→ STATED GOAL: Keep the wording of each record exactly the same when you repeat it, and leave out pictures.

==================================================

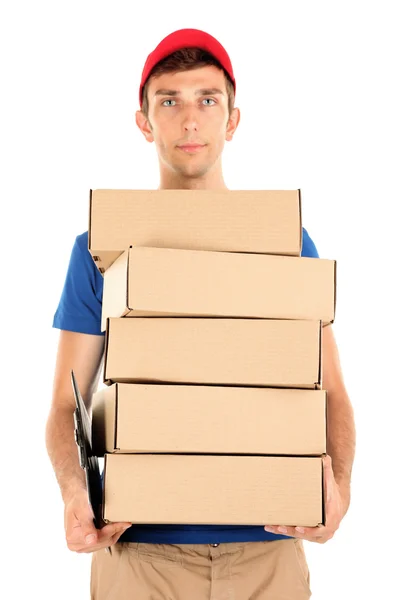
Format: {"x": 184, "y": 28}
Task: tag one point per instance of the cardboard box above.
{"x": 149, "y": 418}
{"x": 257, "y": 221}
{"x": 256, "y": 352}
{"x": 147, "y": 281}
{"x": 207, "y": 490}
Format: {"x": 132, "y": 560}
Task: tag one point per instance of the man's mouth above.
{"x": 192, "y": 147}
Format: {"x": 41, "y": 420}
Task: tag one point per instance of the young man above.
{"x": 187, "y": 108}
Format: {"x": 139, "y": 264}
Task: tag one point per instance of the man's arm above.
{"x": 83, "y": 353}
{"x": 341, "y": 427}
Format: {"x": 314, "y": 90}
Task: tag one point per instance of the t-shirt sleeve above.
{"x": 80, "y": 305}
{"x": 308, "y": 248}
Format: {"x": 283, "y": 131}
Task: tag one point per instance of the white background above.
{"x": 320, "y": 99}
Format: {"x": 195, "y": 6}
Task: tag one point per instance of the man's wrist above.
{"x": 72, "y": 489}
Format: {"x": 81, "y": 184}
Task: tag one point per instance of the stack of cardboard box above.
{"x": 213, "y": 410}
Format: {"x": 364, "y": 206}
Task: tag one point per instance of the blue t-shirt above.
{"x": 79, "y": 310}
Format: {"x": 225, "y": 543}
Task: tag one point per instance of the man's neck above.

==================================================

→ SOLUTION:
Format: {"x": 184, "y": 28}
Task: tag one point per instance of the cardboard box above.
{"x": 149, "y": 418}
{"x": 257, "y": 221}
{"x": 256, "y": 352}
{"x": 147, "y": 281}
{"x": 207, "y": 490}
Format: {"x": 132, "y": 560}
Task: tag one point per instance of the man's mouth above.
{"x": 192, "y": 147}
Format: {"x": 41, "y": 420}
Task: tag one point per instance of the young man above.
{"x": 187, "y": 108}
Format: {"x": 139, "y": 264}
Task: tag one point per instance of the man's arm above.
{"x": 83, "y": 353}
{"x": 341, "y": 427}
Format: {"x": 314, "y": 90}
Task: tag one point per instance of the t-shirt sleeve above.
{"x": 80, "y": 305}
{"x": 308, "y": 248}
Format: {"x": 283, "y": 131}
Task: tag one point per instance of the white background above.
{"x": 320, "y": 99}
Format: {"x": 195, "y": 6}
Task: tag one point per instance of the man's wrist above.
{"x": 72, "y": 489}
Format: {"x": 81, "y": 184}
Task: tag one point per instance of the stack of cardboard box above.
{"x": 213, "y": 410}
Format: {"x": 364, "y": 206}
Task: tag one point per instance of the blue t-shirt above.
{"x": 79, "y": 310}
Format: {"x": 225, "y": 543}
Task: tag one point per instance of the man's neck above.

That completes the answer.